Stated goal A: According to the documentation for feature_preselection_cov_factory below, what is the default value of the with_ties argument?

Quoted passage:
Skip to contents

Creates a list of targets to perform feature preselection on datasets from a MultiDataSet object by retaining features with the highest Coefficient of Variation (COV).

Usage

feature_preselection_cov_factory(
  mo_data_target,
  to_keep_ns,
  to_keep_props = NULL,
  with_ties = TRUE,
  target_name_prefix = "",
  filtered_set_target_name = NULL
)

Arguments

mo_data_target

Symbol, the name of the target containing the MultiDataSet object.

to_keep_ns

Named integer vector, the number of feature to retain in each dataset to be prefiltered (names should correspond to a dataset name). Value should be less than the number of features in the corresponding dataset. Set to NULL in order to use to_keep_props instead.

to_keep_props

Named numeric vector, the proportion of features to retain in each dataset to be prefiltered (names should correspond to a dataset name). Value should be > 0 and < 1. Will be ignored if to_keep_ns is not NULL.

with_ties

Should ties be kept together? If TRUE, may return more features than requested. Default value is TRUE.

target_name_prefix

Character, a prefix to add to the name of the targets created by this target factory. Default value is "".

filtered_set_target_name

Character, the name of the final target containing the filtered MultiDataSet object. If NULL, a name will automatically be supplied. Default value is NULL.

Value

A list of target objects. With target_name_prefix = "" and filtered_set_target_name = NULL, the following targets are created:

  • cov_spec: a target that generates a grouped tibble where each row corresponds to one dataset to be filtered, with the columns specifying each dataset name, and associated values from to_keep_ns, to_keep_props and with_ties.

  • cov_mat: a dynamic branching target that run the get_dataset_matrix() function for each dataset.

  • individual_cov_values: a dynamic branching target that runs the select_features_cov_matrix() function on each dataset.

  • filtered_set_cov: a target to retain from the original MultiDataSet object only features selected based on their COV values.

Examples

if (FALSE) { # \dontrun{
## in the _targets.R
library(moiraine)

list(
  ## add code here to load the different datasets

  ## the following target creates a MultiDataSet object from previously
  ## created omics sets (geno_set, trans_set, etc)
  tar_target(
    mo_set,
    create_multiomics_set(geno_set, trans_set, metabo_set, pheno_set)
  ),
  feature_preselection_cov_factory(
    mo_set,
    to_keep_ns = c("rnaseq" = 1000, "metabolome" = 500),
    filtered_set_target_name = "mo_set_filtered"
  ),

  ## Another example using to_keep_props
  feature_preselection_cov_factory(
    mo_set,
    to_keep_ns = NULL,
    to_keep_props = c("rnaseq" = 0.3, "metabolome" = 0.5),
    filtered_set_target_name = "mo_set_filtered"
  )
)
} # }

Stated goal B: Pick out each line in the listing below that contains the word "concrete".

Data section:
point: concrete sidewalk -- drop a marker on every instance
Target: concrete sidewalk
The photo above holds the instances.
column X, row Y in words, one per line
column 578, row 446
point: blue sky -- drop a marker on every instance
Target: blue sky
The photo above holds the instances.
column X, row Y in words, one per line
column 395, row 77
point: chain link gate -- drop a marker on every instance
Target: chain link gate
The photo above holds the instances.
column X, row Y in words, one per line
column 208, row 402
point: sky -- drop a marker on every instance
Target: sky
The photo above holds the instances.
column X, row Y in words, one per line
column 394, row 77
* * *
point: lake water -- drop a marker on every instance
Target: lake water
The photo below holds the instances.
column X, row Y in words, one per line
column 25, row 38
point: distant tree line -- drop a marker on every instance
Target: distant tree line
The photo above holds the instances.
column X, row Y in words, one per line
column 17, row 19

Solution A: TRUE

Solution B:
point: concrete sidewalk -- drop a marker on every instance
Target: concrete sidewalk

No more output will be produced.